_WHAT IS REQUIRED_
Please write out every item below word for word, leaving the pictures out.

(Stored records)
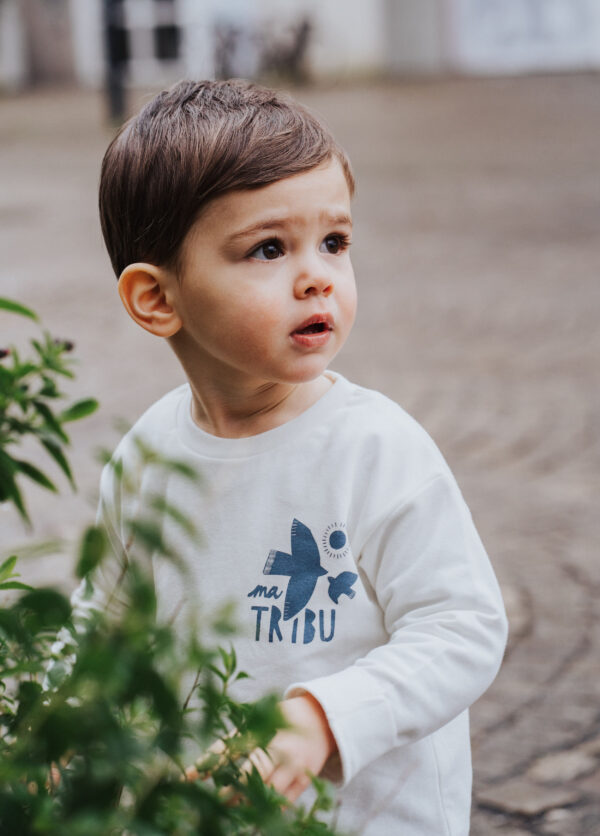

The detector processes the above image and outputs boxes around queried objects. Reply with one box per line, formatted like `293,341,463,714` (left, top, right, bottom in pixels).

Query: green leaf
76,526,106,578
58,398,99,424
0,296,38,322
0,581,33,590
16,589,71,633
0,554,19,583
15,459,58,493
40,438,75,490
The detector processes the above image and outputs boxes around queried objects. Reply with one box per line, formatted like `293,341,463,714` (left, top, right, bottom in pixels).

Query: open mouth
294,322,330,334
292,314,333,336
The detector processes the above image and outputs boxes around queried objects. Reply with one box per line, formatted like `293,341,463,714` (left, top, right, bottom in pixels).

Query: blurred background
0,0,600,836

_RESPONSE BELOW_
The detector processes the above image and outputs boxes around queried objects. Reply with one box per line, formatted like `293,341,463,714` (left, top, right, bottom in pixels).

Query: green leaf
76,526,106,578
58,398,99,424
0,296,38,322
0,581,33,590
16,589,71,633
0,554,19,583
15,459,58,493
40,438,75,490
The detector processes the above image and outputs boxes around queried objects. Reply with one box per line, formatted like `293,341,463,714` (left, top, right, bottom in pixels).

Query: open mouth
294,322,330,334
292,314,333,336
The detector processes the above image and outputs boxes around queried objects. Reply with one box per line, formatted like `293,341,463,714` (left, top, right, bottom in pixels).

Query: blurred background
0,0,600,836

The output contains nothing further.